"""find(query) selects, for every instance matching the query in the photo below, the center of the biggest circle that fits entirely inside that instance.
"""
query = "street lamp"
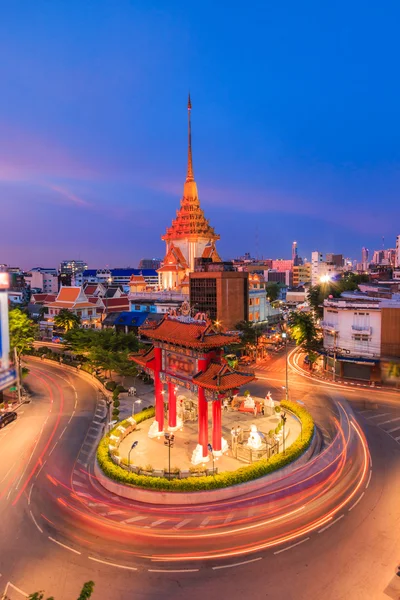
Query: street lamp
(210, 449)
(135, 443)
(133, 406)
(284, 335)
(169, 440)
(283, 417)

============================================================

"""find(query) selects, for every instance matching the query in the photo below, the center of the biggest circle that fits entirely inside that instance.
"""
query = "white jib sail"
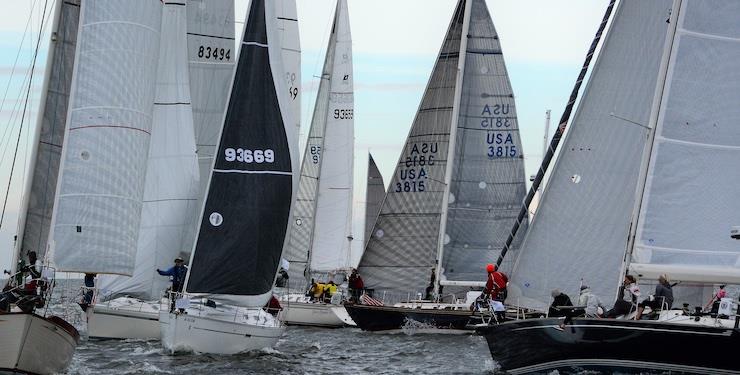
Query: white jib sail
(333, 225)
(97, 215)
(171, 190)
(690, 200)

============================================================

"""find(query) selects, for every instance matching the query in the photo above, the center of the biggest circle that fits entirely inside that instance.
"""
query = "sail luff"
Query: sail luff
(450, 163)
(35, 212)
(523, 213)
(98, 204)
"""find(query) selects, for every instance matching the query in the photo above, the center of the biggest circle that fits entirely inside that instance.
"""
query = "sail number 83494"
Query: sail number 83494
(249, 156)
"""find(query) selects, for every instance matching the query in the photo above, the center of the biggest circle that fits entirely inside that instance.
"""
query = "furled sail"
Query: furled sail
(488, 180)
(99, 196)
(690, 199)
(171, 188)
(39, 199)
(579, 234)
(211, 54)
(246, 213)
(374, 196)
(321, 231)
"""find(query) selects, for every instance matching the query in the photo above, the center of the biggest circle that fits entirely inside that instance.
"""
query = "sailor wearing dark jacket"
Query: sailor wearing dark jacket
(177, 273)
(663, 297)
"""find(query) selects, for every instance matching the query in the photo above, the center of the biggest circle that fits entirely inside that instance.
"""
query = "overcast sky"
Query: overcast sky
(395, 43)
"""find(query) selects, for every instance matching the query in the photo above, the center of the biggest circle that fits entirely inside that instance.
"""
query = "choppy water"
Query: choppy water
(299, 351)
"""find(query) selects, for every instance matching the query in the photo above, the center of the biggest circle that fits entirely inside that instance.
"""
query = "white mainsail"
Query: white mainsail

============================================================

- [TASK DESCRIPTION]: Return each line from the rows above that contains the string "overcast".

- [RESPONSE TO THE TASK]:
query = "overcast sky"
Query: overcast sky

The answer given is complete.